» **TASKS FOR THIS EXERCISE**:
A – In the R code in the forum post on reading HTML tables, which variable names are assigned a value with "<-"?
B – In the listing, from its first line through the line containing "positive clicks: (407, 122)", swap "rough mask" for "coarse mask" and change nothing else. Give only those lines, without any pictures.

» **SOURCE DOCUMENT**:
4

I am trying to use XML, RCurl package to read some html tables of the following URL http://www.nse-india.com/marketinfo/equities/cmquote.jsp?key=SBINEQN&symbol=SBIN&flag=0&series=EQ#

Here is the code I am using

library(RCurl)
library(XML)
options(RCurlOptions = list(useragent = "R"))
url <- "http://www.nse-india.com/marketinfo/equities/cmquote.jsp?key=SBINEQN&symbol=SBIN&flag=0&series=EQ#"
wp <- getURLContent(url)
doc <- htmlParse(wp, asText = TRUE) 
docName(doc) <- url
tmp <- readHTMLTable(doc)
## Required tables 
tmp[[13]]
tmp[[14]]

If you look at the tables it has not been able to parse the values from the webpage. I guess this due to some javascipt evaluation happening on the fly. Now if I use "save page as" option in google chrome(it does not work in mozilla) and save the page and then use the above code i am able to read in the values.

But is there a work around so that I can read the table of the fly ? It will be great if you can help.

» **EXTRACTED MATERIAL**:
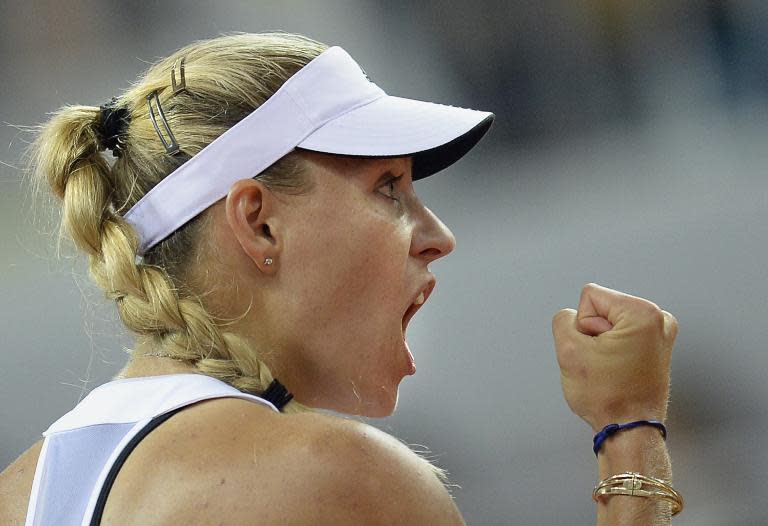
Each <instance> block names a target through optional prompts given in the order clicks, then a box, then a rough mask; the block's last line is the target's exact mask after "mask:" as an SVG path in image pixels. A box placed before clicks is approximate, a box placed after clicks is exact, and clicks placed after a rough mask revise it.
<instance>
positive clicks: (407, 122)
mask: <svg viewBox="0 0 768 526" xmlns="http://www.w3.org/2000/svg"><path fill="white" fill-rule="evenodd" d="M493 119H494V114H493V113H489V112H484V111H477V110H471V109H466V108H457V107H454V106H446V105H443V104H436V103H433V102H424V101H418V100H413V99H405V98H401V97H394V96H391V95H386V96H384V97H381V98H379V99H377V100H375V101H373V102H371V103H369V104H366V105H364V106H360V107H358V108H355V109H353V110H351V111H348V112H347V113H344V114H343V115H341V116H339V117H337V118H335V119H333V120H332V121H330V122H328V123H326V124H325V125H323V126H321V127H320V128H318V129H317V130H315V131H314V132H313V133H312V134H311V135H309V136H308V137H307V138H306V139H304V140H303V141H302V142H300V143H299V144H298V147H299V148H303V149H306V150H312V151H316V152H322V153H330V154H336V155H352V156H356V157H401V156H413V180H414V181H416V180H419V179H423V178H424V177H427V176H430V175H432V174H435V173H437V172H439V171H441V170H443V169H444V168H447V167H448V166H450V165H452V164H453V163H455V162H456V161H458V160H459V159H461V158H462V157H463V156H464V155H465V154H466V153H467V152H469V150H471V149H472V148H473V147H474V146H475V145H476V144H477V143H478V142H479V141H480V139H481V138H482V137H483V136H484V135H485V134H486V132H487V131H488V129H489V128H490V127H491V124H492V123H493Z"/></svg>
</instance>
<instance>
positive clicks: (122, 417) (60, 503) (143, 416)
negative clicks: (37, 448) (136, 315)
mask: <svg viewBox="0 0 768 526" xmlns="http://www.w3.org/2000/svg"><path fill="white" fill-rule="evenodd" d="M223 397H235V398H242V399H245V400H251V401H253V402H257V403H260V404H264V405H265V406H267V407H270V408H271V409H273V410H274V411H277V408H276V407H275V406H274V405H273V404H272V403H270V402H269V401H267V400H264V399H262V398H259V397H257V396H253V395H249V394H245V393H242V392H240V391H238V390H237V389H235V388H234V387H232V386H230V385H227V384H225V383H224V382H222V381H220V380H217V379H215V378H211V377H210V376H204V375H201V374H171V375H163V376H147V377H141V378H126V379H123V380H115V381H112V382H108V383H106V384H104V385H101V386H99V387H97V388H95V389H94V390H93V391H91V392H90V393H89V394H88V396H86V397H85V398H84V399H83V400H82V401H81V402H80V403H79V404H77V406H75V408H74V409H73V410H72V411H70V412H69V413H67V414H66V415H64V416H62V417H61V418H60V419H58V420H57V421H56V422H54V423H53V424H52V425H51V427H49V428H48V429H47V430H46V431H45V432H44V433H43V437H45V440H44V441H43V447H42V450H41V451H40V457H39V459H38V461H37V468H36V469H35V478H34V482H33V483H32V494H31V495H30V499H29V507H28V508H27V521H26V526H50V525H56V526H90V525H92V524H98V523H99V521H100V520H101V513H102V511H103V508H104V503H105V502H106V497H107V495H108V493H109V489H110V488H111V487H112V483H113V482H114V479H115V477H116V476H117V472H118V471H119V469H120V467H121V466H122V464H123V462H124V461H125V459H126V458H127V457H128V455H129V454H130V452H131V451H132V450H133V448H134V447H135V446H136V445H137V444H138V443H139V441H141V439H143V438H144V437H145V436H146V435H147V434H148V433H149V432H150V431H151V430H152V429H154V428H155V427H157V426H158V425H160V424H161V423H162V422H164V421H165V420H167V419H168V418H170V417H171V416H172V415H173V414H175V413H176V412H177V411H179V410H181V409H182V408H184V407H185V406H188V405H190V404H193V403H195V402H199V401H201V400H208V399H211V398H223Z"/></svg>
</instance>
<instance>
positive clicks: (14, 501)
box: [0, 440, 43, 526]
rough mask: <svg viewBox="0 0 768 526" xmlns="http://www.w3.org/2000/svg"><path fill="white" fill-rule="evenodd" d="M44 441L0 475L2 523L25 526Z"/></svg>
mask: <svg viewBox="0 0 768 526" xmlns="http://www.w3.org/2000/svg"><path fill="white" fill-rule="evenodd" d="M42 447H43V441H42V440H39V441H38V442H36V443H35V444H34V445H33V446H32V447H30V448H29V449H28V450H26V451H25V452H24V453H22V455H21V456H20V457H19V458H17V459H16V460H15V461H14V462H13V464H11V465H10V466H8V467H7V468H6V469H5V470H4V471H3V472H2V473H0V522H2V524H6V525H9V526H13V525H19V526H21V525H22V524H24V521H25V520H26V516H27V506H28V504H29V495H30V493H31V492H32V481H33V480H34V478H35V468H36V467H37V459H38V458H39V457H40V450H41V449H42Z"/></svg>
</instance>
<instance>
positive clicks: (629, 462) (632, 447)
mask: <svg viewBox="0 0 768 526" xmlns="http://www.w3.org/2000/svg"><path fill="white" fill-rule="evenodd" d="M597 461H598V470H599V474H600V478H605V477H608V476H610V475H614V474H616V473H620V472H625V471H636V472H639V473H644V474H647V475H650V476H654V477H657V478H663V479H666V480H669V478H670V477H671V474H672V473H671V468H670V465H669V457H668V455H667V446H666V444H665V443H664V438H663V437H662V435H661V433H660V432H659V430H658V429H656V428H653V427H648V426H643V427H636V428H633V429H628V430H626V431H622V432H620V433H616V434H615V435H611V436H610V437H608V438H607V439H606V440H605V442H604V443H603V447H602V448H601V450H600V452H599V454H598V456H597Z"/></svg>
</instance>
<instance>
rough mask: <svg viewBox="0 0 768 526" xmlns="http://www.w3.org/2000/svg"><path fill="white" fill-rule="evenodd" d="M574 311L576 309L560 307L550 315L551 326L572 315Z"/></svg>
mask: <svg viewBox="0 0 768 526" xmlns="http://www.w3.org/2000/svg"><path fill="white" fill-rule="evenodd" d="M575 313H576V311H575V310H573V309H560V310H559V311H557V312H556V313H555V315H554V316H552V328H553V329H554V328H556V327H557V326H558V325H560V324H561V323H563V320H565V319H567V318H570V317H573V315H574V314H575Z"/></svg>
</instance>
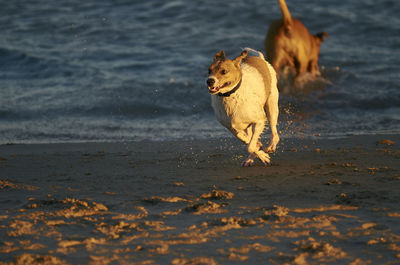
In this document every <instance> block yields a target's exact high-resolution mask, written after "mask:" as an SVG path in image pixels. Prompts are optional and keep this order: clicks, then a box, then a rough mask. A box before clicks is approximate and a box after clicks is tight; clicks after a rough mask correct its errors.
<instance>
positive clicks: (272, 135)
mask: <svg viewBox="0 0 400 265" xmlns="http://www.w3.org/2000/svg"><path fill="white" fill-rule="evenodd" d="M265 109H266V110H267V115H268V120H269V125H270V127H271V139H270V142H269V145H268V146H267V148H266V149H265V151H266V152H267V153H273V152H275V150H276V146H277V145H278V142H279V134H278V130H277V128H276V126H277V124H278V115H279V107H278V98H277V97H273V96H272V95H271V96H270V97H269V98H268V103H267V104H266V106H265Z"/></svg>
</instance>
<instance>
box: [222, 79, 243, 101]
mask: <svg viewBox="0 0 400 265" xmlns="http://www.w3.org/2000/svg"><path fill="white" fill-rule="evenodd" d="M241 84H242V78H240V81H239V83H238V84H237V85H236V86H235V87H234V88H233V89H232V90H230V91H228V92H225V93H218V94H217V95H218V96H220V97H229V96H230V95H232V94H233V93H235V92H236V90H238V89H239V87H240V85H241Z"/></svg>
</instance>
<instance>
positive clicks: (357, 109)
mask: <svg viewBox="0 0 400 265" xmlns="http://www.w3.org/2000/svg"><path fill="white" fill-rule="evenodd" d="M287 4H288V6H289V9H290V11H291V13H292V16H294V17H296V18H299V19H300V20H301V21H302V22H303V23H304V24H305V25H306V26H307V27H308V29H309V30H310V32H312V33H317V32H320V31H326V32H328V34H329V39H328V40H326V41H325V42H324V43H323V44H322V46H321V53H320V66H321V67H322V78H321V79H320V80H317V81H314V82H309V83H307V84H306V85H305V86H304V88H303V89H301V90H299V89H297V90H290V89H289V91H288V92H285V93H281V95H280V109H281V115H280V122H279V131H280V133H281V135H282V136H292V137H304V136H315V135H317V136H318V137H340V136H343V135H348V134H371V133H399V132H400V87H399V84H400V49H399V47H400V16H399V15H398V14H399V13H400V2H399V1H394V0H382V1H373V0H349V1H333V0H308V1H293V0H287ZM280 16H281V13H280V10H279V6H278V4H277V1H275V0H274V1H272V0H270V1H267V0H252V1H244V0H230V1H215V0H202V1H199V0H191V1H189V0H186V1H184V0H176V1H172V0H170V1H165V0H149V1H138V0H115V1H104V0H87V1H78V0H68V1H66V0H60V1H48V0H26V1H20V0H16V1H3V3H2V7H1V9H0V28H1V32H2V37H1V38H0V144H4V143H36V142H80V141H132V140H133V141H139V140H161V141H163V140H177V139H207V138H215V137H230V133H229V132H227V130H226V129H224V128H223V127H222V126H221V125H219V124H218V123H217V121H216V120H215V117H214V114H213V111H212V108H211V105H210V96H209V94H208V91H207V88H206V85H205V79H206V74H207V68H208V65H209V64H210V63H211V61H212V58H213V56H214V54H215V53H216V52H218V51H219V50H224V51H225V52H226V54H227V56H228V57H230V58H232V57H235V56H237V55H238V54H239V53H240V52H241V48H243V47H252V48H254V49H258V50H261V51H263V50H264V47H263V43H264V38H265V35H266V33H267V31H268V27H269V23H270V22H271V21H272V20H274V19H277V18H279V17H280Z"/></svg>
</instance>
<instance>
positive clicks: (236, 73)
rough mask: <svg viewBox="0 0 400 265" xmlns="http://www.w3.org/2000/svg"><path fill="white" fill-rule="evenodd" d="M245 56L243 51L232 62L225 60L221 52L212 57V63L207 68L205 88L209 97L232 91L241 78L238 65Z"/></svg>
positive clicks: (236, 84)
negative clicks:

» **RESULTS**:
A – url, wp, doc, tmp

B –
Each <instance> block names a target through optional prompts given in the order clicks, then a box, then a coarse mask; the block's last line is the target's exact mask after "mask:" as an SVG path in image pixels. A box placed before clicks is approximate, a box placed after clicks is exact, and clicks placed after a coarse mask revise it.
<instance>
positive clicks: (407, 122)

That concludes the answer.